Goal of the exercise: In the listing beneath this line, copy exactly the lines starting with the one containing "pixel 10 66" and going on through the one containing "pixel 462 26".

Recorded data:
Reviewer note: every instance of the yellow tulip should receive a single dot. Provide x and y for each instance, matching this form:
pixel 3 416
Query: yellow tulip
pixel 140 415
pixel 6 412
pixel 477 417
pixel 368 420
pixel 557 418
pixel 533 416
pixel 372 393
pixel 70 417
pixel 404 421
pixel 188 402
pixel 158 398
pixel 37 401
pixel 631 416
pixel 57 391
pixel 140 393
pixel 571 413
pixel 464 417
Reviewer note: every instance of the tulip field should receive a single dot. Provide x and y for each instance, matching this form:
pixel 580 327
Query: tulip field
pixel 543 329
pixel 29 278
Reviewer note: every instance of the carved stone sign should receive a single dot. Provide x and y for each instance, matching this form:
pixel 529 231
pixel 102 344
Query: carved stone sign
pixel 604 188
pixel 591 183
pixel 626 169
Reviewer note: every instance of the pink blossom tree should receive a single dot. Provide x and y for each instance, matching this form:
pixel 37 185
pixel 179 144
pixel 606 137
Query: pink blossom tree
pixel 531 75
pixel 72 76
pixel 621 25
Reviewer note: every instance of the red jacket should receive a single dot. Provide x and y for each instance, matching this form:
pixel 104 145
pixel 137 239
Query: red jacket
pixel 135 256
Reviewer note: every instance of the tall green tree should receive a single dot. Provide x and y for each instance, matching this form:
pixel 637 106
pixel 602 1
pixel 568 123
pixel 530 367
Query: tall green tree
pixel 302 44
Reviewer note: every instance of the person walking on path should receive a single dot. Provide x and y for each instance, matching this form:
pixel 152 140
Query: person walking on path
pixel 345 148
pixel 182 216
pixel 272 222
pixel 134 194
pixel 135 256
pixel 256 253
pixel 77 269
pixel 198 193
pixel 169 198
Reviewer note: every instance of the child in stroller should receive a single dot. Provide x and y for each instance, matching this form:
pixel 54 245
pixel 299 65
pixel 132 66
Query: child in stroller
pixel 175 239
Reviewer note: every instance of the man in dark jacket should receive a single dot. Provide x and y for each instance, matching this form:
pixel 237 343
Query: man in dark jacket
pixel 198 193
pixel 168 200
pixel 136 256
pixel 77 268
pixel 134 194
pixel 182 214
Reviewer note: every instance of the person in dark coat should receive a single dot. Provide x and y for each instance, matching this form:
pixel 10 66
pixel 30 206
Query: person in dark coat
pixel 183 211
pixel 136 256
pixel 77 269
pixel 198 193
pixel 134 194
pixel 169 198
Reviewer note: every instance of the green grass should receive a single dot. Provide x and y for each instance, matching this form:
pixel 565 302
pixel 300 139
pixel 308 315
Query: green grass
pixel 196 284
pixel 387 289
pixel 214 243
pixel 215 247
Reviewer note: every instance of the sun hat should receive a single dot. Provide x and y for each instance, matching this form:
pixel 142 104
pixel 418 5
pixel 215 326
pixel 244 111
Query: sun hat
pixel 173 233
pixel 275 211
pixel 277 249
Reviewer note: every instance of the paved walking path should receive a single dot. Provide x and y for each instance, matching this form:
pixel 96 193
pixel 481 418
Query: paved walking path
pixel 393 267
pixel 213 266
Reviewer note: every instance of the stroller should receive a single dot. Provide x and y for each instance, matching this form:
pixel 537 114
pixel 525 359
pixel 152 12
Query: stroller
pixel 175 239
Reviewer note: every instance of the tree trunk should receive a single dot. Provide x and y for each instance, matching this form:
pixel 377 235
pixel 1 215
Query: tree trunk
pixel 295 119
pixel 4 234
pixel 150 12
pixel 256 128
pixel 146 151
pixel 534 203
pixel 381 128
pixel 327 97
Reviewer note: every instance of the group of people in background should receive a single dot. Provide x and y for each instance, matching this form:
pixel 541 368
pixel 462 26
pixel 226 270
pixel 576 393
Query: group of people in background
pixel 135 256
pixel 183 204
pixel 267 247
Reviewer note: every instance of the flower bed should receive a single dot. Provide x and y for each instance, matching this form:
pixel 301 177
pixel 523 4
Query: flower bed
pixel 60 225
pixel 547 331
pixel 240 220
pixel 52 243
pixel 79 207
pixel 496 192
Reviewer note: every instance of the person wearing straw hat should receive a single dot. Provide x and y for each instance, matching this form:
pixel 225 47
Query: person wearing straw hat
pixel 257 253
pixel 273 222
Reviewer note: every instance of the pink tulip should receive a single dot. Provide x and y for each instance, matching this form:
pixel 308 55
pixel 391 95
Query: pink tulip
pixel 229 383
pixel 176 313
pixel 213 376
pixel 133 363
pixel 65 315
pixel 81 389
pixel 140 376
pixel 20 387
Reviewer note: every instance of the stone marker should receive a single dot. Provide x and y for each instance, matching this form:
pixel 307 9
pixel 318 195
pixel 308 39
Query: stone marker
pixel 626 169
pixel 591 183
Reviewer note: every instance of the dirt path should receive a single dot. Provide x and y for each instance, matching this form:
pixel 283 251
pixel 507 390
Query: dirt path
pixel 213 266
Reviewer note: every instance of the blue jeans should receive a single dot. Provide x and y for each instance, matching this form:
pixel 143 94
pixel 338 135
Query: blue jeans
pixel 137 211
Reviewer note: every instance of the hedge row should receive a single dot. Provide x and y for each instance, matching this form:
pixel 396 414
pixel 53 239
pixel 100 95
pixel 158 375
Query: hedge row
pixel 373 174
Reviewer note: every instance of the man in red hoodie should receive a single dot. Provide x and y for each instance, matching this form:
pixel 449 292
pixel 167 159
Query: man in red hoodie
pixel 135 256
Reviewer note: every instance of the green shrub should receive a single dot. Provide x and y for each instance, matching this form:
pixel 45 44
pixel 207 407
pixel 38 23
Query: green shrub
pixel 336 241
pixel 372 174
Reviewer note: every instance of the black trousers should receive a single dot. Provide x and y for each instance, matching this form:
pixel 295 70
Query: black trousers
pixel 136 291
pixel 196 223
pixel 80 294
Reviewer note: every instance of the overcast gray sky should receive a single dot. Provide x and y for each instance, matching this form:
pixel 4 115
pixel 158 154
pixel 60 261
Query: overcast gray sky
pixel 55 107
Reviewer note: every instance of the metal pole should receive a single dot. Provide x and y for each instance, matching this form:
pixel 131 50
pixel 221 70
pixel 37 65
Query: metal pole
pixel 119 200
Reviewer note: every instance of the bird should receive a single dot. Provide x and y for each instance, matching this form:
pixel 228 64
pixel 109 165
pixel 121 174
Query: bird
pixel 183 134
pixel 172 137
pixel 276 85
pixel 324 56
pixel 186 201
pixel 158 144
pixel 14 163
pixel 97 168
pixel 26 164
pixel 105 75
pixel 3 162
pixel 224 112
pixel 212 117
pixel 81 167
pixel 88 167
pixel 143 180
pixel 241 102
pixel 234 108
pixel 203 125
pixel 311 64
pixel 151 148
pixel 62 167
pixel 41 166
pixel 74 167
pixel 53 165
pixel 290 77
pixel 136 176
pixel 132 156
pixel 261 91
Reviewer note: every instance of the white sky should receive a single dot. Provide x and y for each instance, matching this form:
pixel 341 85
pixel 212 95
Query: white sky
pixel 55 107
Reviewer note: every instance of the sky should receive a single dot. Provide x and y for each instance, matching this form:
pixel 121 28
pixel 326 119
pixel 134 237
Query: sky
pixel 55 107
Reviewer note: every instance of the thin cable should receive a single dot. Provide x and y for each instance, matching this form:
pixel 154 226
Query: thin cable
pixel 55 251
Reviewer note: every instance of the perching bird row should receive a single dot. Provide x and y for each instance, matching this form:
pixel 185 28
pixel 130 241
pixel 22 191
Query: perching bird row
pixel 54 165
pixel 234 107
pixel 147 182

Exercise answer:
pixel 10 66
pixel 30 206
Query: person in dark coat
pixel 183 211
pixel 136 256
pixel 77 269
pixel 198 193
pixel 134 194
pixel 169 198
Reviewer note: every instance of the green grass should receive a single dot. Provide x and y for each instance, matching this form:
pixel 565 302
pixel 300 139
pixel 308 315
Query: green grass
pixel 196 284
pixel 387 289
pixel 214 243
pixel 215 247
Reviewer note: every instance of the sun hat should receive a single dot. Provide x and y for each instance, matching this form:
pixel 142 104
pixel 418 5
pixel 215 326
pixel 244 111
Query: sun hat
pixel 173 233
pixel 275 211
pixel 277 249
Reviewer note: every instance of the paved walking path should receive a single dot. Provide x and y for each instance, matching this form:
pixel 96 193
pixel 481 418
Query: paved walking path
pixel 393 267
pixel 213 266
Reviewer note: every instance of the stroller should receive a single dot. Provide x and y for each instance, matching this form:
pixel 537 114
pixel 525 359
pixel 152 12
Query: stroller
pixel 175 239
Reviewer note: every instance of the tree trunk should receive a single dot. Provide x and y for each instance, matching this form:
pixel 377 235
pixel 1 215
Query: tree trunk
pixel 295 119
pixel 4 234
pixel 150 12
pixel 256 128
pixel 146 151
pixel 534 203
pixel 381 128
pixel 327 97
Reviewer note: every instance of the group of people in background should receive a single dot. Provide x and y for each instance, matching this form:
pixel 541 368
pixel 462 26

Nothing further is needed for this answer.